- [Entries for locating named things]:
☆ ☆ ☆ ☆ ☆ ☆ ☆

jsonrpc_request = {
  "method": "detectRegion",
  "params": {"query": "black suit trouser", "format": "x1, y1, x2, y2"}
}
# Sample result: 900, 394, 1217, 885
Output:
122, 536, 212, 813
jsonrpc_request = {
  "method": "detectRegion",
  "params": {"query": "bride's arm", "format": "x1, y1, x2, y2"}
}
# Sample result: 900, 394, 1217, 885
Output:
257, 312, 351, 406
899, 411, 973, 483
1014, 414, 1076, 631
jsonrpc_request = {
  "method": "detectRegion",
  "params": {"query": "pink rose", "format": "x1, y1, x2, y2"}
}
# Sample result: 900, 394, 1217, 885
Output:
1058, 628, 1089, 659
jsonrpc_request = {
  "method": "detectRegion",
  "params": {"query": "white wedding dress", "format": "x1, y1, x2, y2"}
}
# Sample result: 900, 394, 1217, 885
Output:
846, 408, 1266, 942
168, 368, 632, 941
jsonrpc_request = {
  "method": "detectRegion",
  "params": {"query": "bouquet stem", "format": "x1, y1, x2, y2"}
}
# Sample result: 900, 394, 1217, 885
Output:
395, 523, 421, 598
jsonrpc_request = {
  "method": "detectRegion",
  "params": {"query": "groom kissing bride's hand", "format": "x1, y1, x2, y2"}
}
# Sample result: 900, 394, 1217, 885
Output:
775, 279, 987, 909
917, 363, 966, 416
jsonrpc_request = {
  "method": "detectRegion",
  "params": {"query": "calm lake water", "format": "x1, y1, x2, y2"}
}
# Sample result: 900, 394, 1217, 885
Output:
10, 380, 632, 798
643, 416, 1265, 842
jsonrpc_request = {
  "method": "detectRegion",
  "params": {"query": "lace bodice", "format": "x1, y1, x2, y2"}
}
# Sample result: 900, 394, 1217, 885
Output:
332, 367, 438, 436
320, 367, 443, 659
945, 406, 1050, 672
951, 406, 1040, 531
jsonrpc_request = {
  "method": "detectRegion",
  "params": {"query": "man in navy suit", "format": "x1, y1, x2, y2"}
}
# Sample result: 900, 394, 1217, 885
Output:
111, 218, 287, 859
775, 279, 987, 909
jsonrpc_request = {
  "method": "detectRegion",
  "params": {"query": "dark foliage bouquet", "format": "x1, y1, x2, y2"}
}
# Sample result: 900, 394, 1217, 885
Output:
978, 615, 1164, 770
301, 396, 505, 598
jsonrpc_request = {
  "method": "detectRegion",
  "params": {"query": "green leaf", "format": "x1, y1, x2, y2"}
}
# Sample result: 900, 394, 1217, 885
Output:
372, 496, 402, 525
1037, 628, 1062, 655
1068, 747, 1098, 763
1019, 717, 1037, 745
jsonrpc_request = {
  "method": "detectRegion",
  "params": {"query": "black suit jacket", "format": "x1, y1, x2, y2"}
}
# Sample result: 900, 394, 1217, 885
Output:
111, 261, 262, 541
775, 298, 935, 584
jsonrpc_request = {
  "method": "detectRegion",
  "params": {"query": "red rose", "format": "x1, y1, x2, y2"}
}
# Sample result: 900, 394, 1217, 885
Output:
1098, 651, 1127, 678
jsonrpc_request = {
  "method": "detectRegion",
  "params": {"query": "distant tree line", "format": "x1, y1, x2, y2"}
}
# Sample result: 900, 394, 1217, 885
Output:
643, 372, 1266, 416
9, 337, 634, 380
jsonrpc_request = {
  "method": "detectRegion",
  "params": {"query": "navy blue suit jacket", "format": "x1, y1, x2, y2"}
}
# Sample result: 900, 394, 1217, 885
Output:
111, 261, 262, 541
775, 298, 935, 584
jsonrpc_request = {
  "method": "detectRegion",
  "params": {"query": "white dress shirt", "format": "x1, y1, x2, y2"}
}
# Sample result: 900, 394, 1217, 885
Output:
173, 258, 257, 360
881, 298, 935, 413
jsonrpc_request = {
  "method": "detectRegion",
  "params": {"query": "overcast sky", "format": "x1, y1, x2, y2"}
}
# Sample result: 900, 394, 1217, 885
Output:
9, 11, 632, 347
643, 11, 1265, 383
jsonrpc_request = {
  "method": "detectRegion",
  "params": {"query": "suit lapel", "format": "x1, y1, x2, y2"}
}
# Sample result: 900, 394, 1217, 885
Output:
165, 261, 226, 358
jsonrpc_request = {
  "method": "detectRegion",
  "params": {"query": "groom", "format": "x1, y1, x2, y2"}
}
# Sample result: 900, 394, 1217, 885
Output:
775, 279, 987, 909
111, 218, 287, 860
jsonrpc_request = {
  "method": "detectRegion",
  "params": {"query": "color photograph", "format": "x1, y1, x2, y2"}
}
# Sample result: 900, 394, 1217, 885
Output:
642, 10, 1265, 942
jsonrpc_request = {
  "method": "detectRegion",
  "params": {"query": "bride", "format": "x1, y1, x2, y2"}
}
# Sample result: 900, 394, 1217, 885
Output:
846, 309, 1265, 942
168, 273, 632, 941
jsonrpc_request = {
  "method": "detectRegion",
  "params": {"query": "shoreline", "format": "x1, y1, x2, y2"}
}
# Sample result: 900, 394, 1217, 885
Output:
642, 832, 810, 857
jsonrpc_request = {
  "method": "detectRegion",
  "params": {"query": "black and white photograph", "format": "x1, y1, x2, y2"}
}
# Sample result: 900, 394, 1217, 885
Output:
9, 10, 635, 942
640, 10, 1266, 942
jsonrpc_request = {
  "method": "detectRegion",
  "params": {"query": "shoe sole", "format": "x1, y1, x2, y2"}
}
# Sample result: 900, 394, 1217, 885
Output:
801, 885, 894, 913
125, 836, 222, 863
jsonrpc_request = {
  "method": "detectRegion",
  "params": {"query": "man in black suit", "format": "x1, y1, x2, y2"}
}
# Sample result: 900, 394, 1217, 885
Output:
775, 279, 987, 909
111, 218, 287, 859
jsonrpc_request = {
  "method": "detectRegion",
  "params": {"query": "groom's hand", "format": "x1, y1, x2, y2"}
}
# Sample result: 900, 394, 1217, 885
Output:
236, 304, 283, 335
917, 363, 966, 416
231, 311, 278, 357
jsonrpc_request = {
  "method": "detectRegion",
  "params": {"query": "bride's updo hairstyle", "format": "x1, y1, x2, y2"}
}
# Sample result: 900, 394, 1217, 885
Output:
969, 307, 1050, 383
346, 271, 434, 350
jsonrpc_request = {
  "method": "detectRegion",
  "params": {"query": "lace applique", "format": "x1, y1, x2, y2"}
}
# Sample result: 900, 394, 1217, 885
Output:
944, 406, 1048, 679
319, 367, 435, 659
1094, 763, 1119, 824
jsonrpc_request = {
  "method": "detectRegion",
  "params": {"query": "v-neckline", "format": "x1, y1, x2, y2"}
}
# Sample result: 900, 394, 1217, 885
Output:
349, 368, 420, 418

☆ ☆ ☆ ☆ ☆ ☆ ☆

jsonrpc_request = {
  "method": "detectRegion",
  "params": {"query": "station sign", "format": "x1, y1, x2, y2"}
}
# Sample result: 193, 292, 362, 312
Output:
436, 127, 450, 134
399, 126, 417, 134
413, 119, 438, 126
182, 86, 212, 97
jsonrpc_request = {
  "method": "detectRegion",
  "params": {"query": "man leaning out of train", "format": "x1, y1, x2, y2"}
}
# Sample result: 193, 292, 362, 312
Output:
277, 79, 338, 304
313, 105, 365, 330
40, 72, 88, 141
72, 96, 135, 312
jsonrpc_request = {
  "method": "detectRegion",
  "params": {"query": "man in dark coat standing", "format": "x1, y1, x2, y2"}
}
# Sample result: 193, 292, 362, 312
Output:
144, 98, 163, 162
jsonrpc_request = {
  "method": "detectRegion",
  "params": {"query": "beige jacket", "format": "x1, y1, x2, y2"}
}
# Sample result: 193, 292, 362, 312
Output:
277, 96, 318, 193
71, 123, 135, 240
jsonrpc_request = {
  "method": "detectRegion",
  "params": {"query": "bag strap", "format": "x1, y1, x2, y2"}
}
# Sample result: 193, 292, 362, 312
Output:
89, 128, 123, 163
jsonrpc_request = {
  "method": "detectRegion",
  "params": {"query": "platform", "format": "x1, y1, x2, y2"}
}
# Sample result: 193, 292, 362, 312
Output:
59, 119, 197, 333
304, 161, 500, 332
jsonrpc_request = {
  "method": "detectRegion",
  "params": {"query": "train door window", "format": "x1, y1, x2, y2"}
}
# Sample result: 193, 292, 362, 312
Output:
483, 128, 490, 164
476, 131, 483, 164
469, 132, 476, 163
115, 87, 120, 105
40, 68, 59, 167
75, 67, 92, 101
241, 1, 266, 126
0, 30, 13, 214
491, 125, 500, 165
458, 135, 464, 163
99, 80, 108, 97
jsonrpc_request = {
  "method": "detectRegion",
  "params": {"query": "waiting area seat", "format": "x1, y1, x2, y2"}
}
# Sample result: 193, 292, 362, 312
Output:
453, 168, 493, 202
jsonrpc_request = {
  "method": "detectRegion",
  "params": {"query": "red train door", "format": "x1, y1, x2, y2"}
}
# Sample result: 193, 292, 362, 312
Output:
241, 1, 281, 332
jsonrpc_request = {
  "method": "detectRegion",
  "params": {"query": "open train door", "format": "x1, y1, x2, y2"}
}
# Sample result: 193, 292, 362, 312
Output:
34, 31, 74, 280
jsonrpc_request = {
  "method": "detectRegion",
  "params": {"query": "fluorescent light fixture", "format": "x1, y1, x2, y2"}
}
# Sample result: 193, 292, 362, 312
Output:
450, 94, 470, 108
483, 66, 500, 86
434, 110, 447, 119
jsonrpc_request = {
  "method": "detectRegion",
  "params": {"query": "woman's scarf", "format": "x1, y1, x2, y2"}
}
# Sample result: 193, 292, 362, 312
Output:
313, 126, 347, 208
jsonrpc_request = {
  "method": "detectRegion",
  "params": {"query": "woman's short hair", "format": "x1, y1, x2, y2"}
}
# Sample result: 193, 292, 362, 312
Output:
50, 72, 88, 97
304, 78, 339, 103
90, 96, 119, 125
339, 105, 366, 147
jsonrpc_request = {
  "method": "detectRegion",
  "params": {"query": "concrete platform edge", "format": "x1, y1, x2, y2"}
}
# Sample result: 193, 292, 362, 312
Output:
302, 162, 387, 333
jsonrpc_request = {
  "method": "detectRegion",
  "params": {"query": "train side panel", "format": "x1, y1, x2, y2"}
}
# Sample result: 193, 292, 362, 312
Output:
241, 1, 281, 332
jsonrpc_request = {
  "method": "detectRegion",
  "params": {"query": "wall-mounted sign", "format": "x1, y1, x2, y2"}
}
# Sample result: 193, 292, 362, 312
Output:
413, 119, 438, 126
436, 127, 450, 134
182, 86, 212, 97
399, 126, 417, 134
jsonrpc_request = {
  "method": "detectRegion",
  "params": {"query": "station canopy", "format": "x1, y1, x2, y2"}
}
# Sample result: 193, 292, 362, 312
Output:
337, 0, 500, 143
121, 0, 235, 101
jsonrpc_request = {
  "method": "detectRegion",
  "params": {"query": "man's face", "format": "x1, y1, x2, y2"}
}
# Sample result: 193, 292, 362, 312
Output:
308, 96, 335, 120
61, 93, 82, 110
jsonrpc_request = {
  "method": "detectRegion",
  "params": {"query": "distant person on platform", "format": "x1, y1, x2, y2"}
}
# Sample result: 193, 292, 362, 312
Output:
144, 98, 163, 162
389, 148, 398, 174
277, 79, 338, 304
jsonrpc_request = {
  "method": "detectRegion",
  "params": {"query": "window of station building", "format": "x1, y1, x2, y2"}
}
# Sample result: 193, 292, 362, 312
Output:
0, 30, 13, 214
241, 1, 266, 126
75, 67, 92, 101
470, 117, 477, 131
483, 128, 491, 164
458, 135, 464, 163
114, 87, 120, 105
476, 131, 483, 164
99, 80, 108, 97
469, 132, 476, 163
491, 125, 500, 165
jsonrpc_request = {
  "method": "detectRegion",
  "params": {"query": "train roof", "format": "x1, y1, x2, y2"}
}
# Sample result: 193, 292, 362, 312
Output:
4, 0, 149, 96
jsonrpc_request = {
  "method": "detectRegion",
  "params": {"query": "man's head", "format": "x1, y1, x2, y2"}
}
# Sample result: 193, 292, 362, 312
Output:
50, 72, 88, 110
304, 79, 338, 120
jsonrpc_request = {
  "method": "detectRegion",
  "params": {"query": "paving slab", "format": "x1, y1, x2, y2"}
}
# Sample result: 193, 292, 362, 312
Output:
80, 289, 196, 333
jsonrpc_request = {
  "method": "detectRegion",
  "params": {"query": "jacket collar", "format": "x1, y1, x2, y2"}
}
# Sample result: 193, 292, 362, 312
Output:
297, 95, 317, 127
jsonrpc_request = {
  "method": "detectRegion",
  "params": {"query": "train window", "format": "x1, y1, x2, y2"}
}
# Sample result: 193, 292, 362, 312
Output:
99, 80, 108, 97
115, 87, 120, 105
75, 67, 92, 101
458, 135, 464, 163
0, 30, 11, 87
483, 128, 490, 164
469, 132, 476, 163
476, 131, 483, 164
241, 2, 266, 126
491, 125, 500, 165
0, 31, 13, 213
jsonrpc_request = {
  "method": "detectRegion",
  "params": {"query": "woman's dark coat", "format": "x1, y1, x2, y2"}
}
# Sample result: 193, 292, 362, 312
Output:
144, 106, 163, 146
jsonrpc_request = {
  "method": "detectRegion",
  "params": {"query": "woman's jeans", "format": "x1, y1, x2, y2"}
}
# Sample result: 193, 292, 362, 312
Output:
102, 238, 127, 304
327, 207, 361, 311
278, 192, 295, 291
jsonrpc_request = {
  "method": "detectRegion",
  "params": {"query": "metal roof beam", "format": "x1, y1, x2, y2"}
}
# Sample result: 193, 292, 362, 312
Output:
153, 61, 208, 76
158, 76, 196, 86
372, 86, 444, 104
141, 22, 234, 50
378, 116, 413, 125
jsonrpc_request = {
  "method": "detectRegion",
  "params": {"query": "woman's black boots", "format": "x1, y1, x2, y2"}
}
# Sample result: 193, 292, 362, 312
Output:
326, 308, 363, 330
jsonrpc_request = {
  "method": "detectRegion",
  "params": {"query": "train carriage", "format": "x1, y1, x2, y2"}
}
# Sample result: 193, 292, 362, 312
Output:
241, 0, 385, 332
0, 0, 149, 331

☆ ☆ ☆ ☆ ☆ ☆ ☆

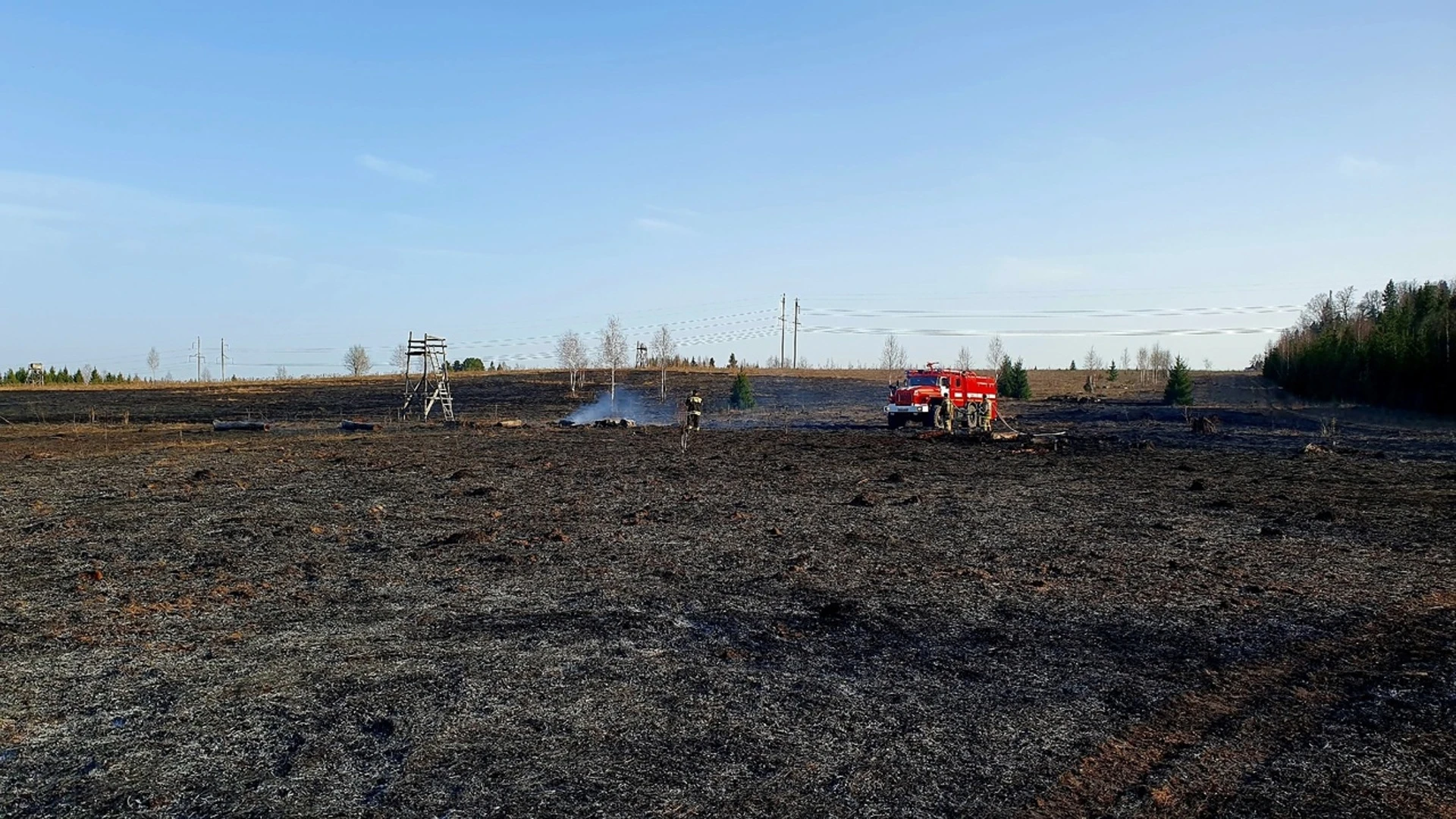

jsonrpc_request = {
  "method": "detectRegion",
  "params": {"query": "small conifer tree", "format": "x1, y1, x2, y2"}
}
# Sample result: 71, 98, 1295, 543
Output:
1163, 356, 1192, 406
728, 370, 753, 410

☆ ☆ ☆ ☆ ☆ ☆ ☆

- [WHAT YOU WILL DO]:
Return every line of the entries above that contains the word "bride".

- [TASK RESPONSE]:
  "params": {"query": "bride's arm", "format": "x1, y1, x2, y2"}
  "params": {"query": "groom kissing bride's hand", "format": "x1, y1, x2, y2"}
  "params": {"query": "bride", "format": "x1, y1, x2, y2"}
  "params": {"query": "bride's updo hairstyle", "format": "x1, y1, x2, y2"}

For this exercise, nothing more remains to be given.